[Point localization data]

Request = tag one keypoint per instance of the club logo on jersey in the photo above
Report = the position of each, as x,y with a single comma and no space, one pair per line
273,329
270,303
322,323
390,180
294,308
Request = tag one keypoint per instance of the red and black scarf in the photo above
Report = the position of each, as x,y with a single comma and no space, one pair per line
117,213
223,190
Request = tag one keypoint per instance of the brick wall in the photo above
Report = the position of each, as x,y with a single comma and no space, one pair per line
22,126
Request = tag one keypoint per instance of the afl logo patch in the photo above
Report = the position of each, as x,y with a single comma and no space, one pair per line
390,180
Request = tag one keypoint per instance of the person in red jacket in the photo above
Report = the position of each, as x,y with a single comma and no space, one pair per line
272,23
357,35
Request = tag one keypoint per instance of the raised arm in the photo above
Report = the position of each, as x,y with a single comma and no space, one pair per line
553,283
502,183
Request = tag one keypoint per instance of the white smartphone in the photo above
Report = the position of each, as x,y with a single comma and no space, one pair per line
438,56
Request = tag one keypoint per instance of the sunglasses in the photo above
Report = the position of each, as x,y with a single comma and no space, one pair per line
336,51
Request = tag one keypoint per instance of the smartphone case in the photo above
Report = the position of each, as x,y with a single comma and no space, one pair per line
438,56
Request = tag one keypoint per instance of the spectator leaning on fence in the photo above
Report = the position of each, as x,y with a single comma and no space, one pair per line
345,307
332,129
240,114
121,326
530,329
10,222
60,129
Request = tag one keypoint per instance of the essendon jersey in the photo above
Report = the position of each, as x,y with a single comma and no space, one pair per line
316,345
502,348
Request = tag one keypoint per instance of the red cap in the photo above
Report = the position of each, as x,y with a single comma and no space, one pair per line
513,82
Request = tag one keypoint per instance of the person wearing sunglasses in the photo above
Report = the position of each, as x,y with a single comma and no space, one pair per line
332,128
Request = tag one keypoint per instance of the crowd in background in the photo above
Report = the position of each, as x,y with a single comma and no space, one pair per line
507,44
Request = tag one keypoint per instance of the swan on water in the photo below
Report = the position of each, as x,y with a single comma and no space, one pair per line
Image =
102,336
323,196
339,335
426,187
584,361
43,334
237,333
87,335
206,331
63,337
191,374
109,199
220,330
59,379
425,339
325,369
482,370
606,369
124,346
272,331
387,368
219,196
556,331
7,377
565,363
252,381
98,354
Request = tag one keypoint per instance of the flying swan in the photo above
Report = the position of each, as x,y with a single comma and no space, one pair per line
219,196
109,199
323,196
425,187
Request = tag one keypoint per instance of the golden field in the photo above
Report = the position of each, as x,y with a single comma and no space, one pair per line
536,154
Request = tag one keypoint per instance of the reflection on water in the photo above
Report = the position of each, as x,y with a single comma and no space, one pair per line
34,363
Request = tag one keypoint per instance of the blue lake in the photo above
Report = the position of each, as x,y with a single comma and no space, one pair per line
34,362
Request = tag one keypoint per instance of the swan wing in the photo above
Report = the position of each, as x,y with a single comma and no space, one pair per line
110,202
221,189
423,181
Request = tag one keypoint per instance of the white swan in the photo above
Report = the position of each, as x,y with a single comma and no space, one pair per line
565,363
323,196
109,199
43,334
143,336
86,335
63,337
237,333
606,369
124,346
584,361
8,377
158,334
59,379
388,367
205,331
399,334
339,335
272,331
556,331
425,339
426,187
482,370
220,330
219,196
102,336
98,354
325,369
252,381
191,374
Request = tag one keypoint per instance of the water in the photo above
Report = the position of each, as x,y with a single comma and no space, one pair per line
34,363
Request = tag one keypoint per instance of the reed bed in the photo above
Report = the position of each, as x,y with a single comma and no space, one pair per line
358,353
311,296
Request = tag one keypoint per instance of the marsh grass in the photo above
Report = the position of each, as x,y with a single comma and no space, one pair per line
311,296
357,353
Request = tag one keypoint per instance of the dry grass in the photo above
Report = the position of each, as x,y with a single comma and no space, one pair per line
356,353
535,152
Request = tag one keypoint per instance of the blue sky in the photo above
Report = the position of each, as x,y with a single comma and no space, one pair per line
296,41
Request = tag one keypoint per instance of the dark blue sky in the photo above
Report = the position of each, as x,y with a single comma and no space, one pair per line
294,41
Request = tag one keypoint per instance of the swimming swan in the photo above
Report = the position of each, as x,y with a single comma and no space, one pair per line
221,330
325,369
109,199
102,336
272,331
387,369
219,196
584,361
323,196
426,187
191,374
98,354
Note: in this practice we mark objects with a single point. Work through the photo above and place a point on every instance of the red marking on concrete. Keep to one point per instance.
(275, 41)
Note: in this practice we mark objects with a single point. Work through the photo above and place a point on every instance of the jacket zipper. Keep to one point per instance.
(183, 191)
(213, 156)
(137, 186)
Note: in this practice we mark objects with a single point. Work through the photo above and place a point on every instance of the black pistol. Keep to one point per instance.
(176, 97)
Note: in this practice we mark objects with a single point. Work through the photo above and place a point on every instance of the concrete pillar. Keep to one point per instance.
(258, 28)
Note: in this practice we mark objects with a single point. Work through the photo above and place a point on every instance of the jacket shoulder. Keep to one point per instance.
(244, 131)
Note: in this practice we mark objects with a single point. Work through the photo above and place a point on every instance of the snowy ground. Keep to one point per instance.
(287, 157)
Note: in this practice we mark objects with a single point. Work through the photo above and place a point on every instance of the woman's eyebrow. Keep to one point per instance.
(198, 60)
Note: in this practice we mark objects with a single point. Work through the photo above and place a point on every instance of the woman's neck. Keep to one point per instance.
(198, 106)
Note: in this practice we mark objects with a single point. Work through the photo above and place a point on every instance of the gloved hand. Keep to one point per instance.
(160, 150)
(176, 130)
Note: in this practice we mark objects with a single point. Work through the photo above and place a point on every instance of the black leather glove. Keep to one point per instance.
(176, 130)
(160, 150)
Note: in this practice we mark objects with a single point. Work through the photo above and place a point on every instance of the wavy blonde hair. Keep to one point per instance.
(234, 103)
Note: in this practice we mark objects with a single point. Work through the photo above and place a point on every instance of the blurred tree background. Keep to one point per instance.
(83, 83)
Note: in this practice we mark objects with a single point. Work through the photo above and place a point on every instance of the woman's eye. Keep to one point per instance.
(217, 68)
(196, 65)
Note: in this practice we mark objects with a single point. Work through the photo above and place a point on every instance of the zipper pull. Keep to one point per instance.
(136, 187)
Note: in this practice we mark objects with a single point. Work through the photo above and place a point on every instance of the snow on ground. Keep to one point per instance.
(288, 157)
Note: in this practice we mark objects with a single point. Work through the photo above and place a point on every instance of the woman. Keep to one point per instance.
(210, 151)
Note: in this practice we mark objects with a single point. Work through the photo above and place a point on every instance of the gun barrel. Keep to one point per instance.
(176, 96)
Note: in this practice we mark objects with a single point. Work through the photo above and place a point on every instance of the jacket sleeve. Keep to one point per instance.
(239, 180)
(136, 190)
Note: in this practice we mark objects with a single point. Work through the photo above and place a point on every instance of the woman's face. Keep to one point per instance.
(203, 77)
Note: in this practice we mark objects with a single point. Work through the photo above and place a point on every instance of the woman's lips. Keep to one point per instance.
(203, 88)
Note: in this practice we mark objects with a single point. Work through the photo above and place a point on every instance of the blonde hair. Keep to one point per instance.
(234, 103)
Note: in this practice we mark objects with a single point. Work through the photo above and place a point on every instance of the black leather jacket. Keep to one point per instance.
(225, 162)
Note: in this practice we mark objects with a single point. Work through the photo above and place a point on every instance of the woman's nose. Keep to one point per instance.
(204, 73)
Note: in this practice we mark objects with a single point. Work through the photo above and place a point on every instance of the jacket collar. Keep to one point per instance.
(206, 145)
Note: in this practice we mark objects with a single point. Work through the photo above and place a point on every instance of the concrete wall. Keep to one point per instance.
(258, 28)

Task prompt: Word for word, write out each of the records shown above.

The answer:
Request = tag one keypoint per instance of the club logo on jersey in the photo above
Report = the position of each, as x,y with a single comma and no space, one pair per line
273,329
270,303
322,323
390,180
294,308
Request = tag one keypoint per instance of the red and black scarf in the photo above
Report = the position of each, as x,y with a single comma and no space, one pair per line
117,213
223,190
Request = tag one keypoint per instance of the brick wall in the photo above
Report = the position of each, as x,y with a single comma and no space, one pair per line
22,126
Request = tag one keypoint per instance of the afl logo patch in the photo above
Report = the position of each, as x,y with a single comma and no space, one pair per line
390,180
Request = tag one keypoint per instance of the person in red jacket in the photo above
Report = the position of each, as x,y with a single comma and no space, one pair per line
272,23
357,35
Request = tag one keypoint per instance of the raised arm in the photo above
Report = the position of each, as x,y with a single comma and no space, one pair per line
553,283
502,183
Request = tag one keypoint per instance of the white smartphone in the photo above
Report = the position of each, as x,y with a single comma and no space, one pair per line
438,56
Request = tag one keypoint per instance of the sunglasses in the photo above
Report = the position of each, as x,y with a single comma and no space, one pair per line
336,51
Request = tag one keypoint per instance of the smartphone case in the photo above
Report = the position of each, as x,y with a single comma and no space, one pair per line
438,56
Request = tag one keypoint per instance of the spectator leaning on fence in the photo above
Report = the position of each, as x,y with a single comma and no space, one pair per line
345,307
332,129
240,114
121,326
530,329
10,222
60,129
Request = tag one keypoint per instance of the essendon jersey in the photo above
Report = the position of each, as x,y with a single comma and no space, one pair per line
316,345
502,348
Request = tag one keypoint per instance of the red cap in the photo above
Report = the position of each, as x,y with a single comma and no space, one pair per line
513,82
Request = tag one keypoint per instance of the person wearing sunglasses in the photo above
Report = the position of each, as x,y with a single comma and no space, one pair per line
332,128
Request = tag one keypoint per instance of the crowd in background in the photo above
Report = the position of each, as x,y with a single comma and no space, one pair per line
507,44
Request = tag one keypoint per instance of the swan on water in the photo below
Report = the position of each, as x,y with a single comma and no space, one pair per line
Image =
102,336
323,196
339,335
426,187
584,361
43,334
237,333
87,335
206,331
63,337
191,374
109,199
220,330
59,379
425,339
325,369
482,370
606,369
124,346
272,331
387,368
219,196
556,331
7,377
565,363
252,381
98,354
Request = tag one keypoint per instance of the flying swan in the photo above
Report = the position of each, as x,y with a single comma and no space, one pair per line
219,196
109,199
323,196
425,187
Request = tag one keypoint per instance of the golden field in the photo above
Report = the position of each, as x,y with a single comma and no space, one pair per line
536,154
Request = tag one keypoint per instance of the reflection on water in the photo above
Report = the position of each, as x,y with a single comma and no space, one pair per line
34,363
Request = tag one keypoint per instance of the blue lake in the photo above
Report = the position of each, as x,y with a single comma and no space, one pair per line
34,362
Request = tag one keypoint per instance of the swan wing in the photo above
Report = the position of each, as x,y with a single comma and no space, one pair per line
110,202
221,189
423,181
Request = tag one keypoint per instance of the white swan in the photo above
Report = the position of each, as x,y with a single comma and no space, one pair per line
565,363
323,196
109,199
43,334
143,336
86,335
63,337
237,333
606,369
124,346
584,361
8,377
158,334
59,379
388,367
205,331
399,334
339,335
272,331
556,331
425,339
426,187
482,370
220,330
219,196
102,336
98,354
325,369
252,381
191,374
Request = tag one keypoint per instance of the water in the photo above
Report = the position of each, as x,y with a single comma and no space, one pair per line
34,363
Request = tag one keypoint per instance of the reed bed in the photo above
Report = the position of each, as x,y with a single comma and no space, one pair per line
358,353
311,296
Request = tag one keypoint per instance of the marsh grass in the photo above
Report = the position of each, as x,y with a single comma and no space, one pair per line
311,296
357,353
Request = tag one keypoint per instance of the dry grass in the photo above
Report = the position of each, as x,y with a single comma and no space, one pair per line
356,353
535,152
Request = tag one keypoint per instance of the blue sky in the photo above
Report = the position of each, as x,y with a single comma and no space, one pair per line
296,41
Request = tag one keypoint per instance of the dark blue sky in the photo above
Report = the position of each, as x,y with a single comma and no space, one pair per line
294,41
Request = tag one keypoint per instance of the swimming swan in the photo above
Report = the position of each, as x,y with a single comma and no space, one pair per line
221,330
325,369
109,199
102,336
272,331
387,369
219,196
584,361
323,196
426,187
191,374
98,354
Note: in this practice we mark objects with a single point. Work through the photo above and place a point on every instance of the red marking on concrete. Keep to one point per instance.
(275, 41)
Note: in this practice we mark objects with a single point. Work through the photo above and place a point on every instance of the jacket zipper. Keep to one point per instance.
(183, 191)
(213, 156)
(137, 186)
Note: in this practice we mark objects with a single point. Work through the photo above and place a point on every instance of the black pistol. Keep to one point per instance.
(176, 97)
Note: in this practice we mark objects with a single point. Work through the photo above and place a point on every instance of the concrete pillar. Keep to one point per instance.
(258, 28)
Note: in this practice we mark objects with a single point. Work through the photo above and place a point on every instance of the jacket shoulder. Keep to one point per instance.
(244, 131)
Note: in this practice we mark objects with a single point. Work through the photo above and place a point on every instance of the snowy ground. Keep to one point per instance.
(287, 157)
Note: in this practice we mark objects with a single point. Work through the photo above and place a point on every instance of the woman's eyebrow. Keep to one point per instance.
(198, 60)
Note: in this practice we mark objects with a single point. Work through the photo above and place a point on every instance of the woman's neck. Keep to one point per instance.
(198, 106)
Note: in this practice we mark objects with a single point. Work through the photo above and place a point on every instance of the gloved hand. Keep to one point per instance.
(160, 150)
(176, 130)
Note: in this practice we mark objects with a single point. Work through the photo above and place a point on every instance of the black leather glove. Keep to one point per instance.
(176, 130)
(160, 150)
Note: in this practice we mark objects with a single point. Work through the photo above and place a point on every instance of the wavy blonde hair. Keep to one point per instance.
(234, 103)
Note: in this practice we mark objects with a single point. Work through the photo above and place a point on every instance of the blurred tree background. Keep to one point per instance.
(83, 83)
Note: in this practice we mark objects with a single point. Work through the photo above and place a point on every instance of the woman's eye. Keep to one point per instance.
(217, 68)
(196, 65)
Note: in this practice we mark objects with a single point. Work through the photo above and place a point on every instance of the zipper pull. Keep to one point per instance.
(136, 187)
Note: in this practice we mark objects with a single point. Work through the photo above and place a point on every instance of the snow on ground. Keep to one point per instance.
(288, 157)
Note: in this practice we mark objects with a single point. Work through the photo above and place a point on every instance of the woman. Keep to one point per instance.
(210, 151)
Note: in this practice we mark objects with a single point. Work through the photo above and place a point on every instance of the gun barrel. Keep to one point per instance.
(176, 96)
Note: in this practice we mark objects with a single point. Work through the photo above and place a point on every instance of the jacket sleeve. Keep to one point per instance.
(239, 180)
(136, 190)
Note: in this practice we mark objects with a single point. Work through the photo above and place a point on every instance of the woman's face. Keep to one point per instance.
(203, 77)
Note: in this practice we mark objects with a single point. Work through the photo above and place a point on every instance of the woman's lips. Keep to one point per instance.
(203, 88)
Note: in this practice we mark objects with a single point. Work through the photo above and place a point on every instance of the blonde hair. Keep to one point per instance.
(234, 103)
Note: in this practice we mark objects with a single point. Work through the photo above and place a point on every instance of the black leather jacket. Keep to one point per instance.
(225, 162)
Note: in this practice we mark objects with a single point. Work through the photo above and place a point on every instance of the woman's nose. Keep to one point per instance.
(204, 73)
Note: in this practice we mark objects with a single point. Work through the photo above and place a point on every instance of the jacket collar. Keep to one point per instance.
(206, 145)
Note: in this practice we mark objects with a single point. Work through the photo above and place a point on every instance of the concrete wall. Keep to one point per instance.
(258, 28)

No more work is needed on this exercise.